What is required:
Copy each line of the rows below that contains the string "riverbank". Matching is case-sensitive.

Supplied data:
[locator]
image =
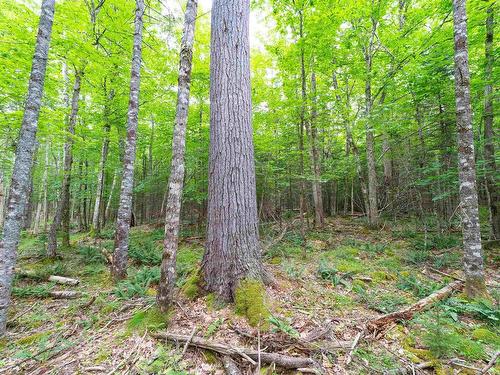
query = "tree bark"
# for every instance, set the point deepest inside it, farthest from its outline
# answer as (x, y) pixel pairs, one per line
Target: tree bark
(319, 217)
(489, 133)
(96, 227)
(232, 248)
(176, 179)
(119, 267)
(24, 160)
(373, 217)
(63, 204)
(473, 258)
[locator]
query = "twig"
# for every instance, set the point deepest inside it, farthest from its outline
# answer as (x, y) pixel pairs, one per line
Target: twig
(490, 364)
(353, 347)
(195, 328)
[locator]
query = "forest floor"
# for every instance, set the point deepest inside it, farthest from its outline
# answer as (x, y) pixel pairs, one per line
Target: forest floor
(324, 293)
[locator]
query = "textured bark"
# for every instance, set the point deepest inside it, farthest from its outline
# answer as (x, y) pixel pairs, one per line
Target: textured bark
(119, 267)
(473, 258)
(319, 218)
(489, 133)
(24, 160)
(302, 124)
(176, 179)
(107, 211)
(64, 198)
(96, 228)
(232, 248)
(42, 197)
(370, 141)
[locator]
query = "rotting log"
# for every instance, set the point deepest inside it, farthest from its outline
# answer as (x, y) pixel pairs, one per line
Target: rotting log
(63, 280)
(407, 313)
(280, 360)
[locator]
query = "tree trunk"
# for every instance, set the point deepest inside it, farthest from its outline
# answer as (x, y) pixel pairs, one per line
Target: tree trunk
(232, 248)
(176, 179)
(110, 198)
(473, 259)
(24, 160)
(319, 218)
(370, 141)
(62, 210)
(119, 267)
(489, 133)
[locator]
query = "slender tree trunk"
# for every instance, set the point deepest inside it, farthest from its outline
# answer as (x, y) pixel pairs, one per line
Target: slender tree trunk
(2, 200)
(232, 249)
(319, 217)
(176, 179)
(42, 198)
(473, 258)
(489, 133)
(62, 209)
(119, 267)
(302, 191)
(370, 141)
(100, 181)
(107, 211)
(24, 161)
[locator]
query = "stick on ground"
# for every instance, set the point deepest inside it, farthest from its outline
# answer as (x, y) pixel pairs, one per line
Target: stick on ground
(267, 358)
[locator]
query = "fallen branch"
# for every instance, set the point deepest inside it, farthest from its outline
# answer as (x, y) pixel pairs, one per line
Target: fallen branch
(407, 313)
(63, 280)
(65, 294)
(267, 358)
(230, 366)
(490, 364)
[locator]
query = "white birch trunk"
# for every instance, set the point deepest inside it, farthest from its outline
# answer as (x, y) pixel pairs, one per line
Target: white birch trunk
(24, 160)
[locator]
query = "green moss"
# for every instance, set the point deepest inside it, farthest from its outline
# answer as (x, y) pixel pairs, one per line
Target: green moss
(28, 340)
(151, 320)
(250, 302)
(486, 336)
(191, 287)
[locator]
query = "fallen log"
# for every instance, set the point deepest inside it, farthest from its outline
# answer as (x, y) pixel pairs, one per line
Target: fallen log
(230, 366)
(64, 294)
(63, 280)
(407, 313)
(267, 358)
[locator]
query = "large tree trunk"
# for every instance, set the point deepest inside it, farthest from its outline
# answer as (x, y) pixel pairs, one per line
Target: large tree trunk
(489, 134)
(176, 179)
(473, 259)
(319, 218)
(232, 249)
(119, 267)
(96, 228)
(62, 210)
(24, 160)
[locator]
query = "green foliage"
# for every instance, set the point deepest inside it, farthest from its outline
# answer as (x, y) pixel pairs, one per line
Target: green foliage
(280, 325)
(91, 255)
(148, 320)
(138, 284)
(145, 250)
(250, 302)
(331, 274)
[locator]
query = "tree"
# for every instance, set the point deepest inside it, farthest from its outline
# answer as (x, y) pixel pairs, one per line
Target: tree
(489, 134)
(62, 211)
(473, 257)
(120, 256)
(232, 249)
(176, 179)
(24, 160)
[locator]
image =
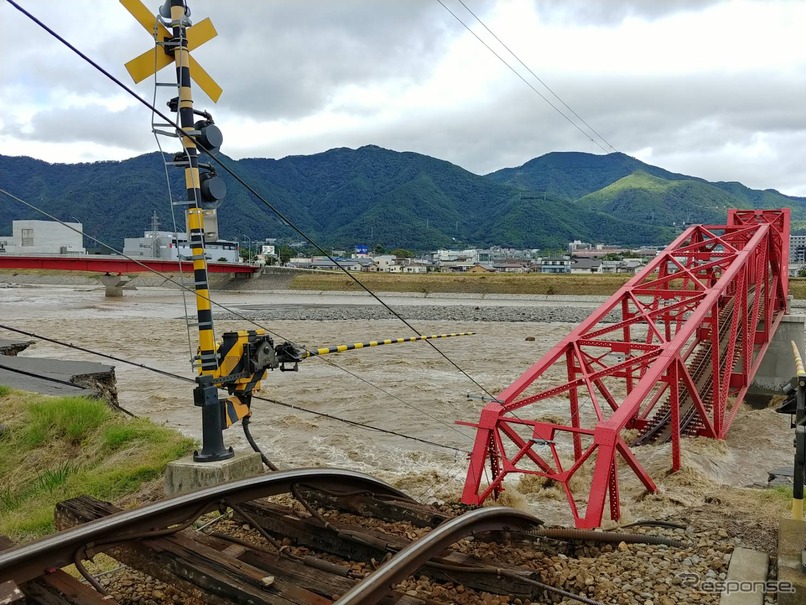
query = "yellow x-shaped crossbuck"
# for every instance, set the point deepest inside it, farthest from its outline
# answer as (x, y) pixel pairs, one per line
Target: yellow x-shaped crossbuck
(151, 61)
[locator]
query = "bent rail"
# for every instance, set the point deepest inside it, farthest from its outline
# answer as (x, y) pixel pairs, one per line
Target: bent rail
(376, 585)
(28, 561)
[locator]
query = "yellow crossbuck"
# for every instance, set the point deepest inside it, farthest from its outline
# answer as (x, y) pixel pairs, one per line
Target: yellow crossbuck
(152, 61)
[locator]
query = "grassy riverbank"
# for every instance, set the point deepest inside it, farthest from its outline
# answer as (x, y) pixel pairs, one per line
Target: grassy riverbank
(55, 448)
(427, 283)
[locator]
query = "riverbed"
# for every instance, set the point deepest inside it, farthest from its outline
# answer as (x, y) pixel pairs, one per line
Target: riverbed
(413, 393)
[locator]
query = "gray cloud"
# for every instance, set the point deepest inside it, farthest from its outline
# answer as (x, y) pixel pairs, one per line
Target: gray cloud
(126, 129)
(608, 12)
(285, 60)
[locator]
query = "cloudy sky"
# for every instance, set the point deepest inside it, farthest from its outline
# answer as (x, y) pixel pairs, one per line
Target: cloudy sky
(707, 88)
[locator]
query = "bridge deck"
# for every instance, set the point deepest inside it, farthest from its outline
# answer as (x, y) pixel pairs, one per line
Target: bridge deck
(114, 264)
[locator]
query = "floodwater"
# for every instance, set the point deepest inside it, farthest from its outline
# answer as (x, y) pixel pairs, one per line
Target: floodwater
(408, 388)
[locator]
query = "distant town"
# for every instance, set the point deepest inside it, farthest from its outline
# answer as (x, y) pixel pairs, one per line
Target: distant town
(36, 238)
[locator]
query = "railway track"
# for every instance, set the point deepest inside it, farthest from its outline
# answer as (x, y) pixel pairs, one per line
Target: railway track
(337, 536)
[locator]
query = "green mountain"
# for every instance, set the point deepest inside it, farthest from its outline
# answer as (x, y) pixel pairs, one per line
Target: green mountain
(618, 185)
(375, 196)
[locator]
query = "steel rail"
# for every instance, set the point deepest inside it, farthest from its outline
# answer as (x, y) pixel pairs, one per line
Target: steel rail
(28, 561)
(376, 585)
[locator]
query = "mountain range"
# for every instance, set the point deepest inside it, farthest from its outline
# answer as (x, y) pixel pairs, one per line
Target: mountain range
(375, 196)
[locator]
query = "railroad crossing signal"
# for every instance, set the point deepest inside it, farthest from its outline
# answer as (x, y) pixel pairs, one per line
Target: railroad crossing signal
(151, 62)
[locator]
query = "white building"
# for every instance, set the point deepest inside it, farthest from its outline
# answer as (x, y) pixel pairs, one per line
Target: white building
(43, 238)
(163, 245)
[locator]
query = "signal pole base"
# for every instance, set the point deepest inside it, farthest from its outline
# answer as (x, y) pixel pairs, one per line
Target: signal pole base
(186, 475)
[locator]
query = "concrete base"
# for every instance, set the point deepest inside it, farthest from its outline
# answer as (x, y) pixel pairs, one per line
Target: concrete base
(778, 365)
(185, 475)
(791, 542)
(747, 567)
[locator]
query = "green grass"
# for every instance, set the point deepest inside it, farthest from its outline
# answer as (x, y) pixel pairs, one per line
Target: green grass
(58, 448)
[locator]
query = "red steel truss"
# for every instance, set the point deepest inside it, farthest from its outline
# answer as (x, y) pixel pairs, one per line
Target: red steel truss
(677, 346)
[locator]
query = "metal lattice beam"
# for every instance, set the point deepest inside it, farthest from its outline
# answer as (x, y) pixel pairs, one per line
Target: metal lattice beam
(674, 350)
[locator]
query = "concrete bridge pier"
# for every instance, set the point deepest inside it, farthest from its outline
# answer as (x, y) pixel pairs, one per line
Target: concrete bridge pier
(778, 365)
(114, 284)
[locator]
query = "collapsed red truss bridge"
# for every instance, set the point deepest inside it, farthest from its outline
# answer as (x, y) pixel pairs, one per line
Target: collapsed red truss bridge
(672, 353)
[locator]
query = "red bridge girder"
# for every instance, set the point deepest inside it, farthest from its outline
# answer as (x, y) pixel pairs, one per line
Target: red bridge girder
(686, 335)
(113, 264)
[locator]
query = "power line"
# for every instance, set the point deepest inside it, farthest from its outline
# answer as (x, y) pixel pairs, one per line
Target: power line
(524, 80)
(225, 308)
(266, 399)
(246, 185)
(536, 77)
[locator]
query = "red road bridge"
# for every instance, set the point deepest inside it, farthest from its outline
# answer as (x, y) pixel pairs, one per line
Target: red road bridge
(672, 353)
(114, 264)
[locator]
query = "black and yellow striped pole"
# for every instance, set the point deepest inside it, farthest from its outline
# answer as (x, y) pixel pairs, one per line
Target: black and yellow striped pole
(375, 343)
(206, 393)
(800, 436)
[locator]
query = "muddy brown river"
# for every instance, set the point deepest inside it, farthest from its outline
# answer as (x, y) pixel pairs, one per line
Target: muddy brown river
(406, 388)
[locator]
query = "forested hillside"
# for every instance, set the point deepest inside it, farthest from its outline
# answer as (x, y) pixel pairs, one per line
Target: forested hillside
(375, 196)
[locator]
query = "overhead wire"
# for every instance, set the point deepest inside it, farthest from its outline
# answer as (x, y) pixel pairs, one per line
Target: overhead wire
(536, 77)
(233, 312)
(520, 76)
(247, 186)
(276, 402)
(621, 156)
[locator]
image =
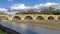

Output:
query = "grassy riverbank"
Target: grassy riverbank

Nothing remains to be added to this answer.